I highly recommend making sure your tip up has an adjustable trip bar or tripping mechanism. This will allow you to set the tip up for a light or heavy trip. If you’re targeting small panfish, you’ll set the trip for light bites. If you’re targeting larger fish—such as pike—you’ll set the trip for heavy bites.
Finally, before purchasing a tip up check you’re local fishing regulations. Some states limit the number of lines you can fish under the ice at once.
Whether or not an ice fishing shelter is an optional piece of ice fishing gear is really a matter of opinion, but most recreational anglers manage without one. If, however, you’re an avid angler who spends winter weekends hard water fishing, then a quality ice shelter is worth its weight in gold.
A good ice shelter provides protection from harsh winter elements including wind, rain/snow and even the sun. A lot of anglers don’t realize that on sunny winter day the reflection off the ice will get you quicker than the cold. At the end of the day, the biggest benefit of using an ice shelter is that is extends the time you’re able ice fish.
There are various styles of portable ice shelters. The two most popular are Flip-Overs and Hubs (tents).
|Hub ice shelters are light weight, sturdy and provide ample space for groups of 4 or more people. They're ideal for a day on the ice with family and friends.|
|Flip over ice shelters can accomodate 1 to 2 anglers and are designed to be highly portable. They're easy to set up and easy to move around from one fishing hold to the next.|
Neither the hub nor the flip over is necessarily better than the other, they’re just different. Below we’ll explore the advantages and disadvantages of each.
Hub Ice Shelter
Hub shelters, sometimes referred to as pop-up shelters, have a tent like structure supported by poles and durable fabric that is nearly impervious to the elements. The walls of the hub shelter bow out at an angle to provide anglers more room to move about. Although relatively lightweight, a hub shelter takes a while to setup and is really designed to stay in one place. If you plan on fishing in the same spot all day, a hub shelter is a good option.
Flip-Over Ice Shelter
Flip-over shelters have a sturdy frame that “flips” up like a convertible top. They’re durable, weather resistant, and best of all quick and easy to set up. Even though they’re heavier than hub shelters, flip-overs are attached to a tub sled and can easily be moved across the ice from one spot to the next by a snowmobile or ATV. Flip-overs are cozy and compact. They typically have space for no more than two anglers, although some models can hold up to four.

■ EXERCISE TASK A ■
Transcribe the ice fishing passage word for word, from "A good ice shelter" up to and including "able ice fish.".
■ EXERCISE TASK B ■
Answer these questions from the ice fishing passage.
(i) Which two styles of portable ice shelter are the most popular?
(ii) What other name are hub shelters sometimes given?
(iii) What are flip-over shelters attached to?

■ SUPPLIED MATERIAL ■
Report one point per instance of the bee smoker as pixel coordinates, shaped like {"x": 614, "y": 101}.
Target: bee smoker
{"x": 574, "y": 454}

■ FULL ANSWER A ■
A good ice shelter provides protection from harsh winter elements including wind, rain/snow and even the sun. A lot of anglers don’t realize that on sunny winter day the reflection off the ice will get you quicker than the cold. At the end of the day, the biggest benefit of using an ice shelter is that is extends the time you’re able ice fish.

■ FULL ANSWER B ■
(i) Flip-Overs and Hubs (tents).
(ii) Pop-up shelters.
(iii) A tub sled.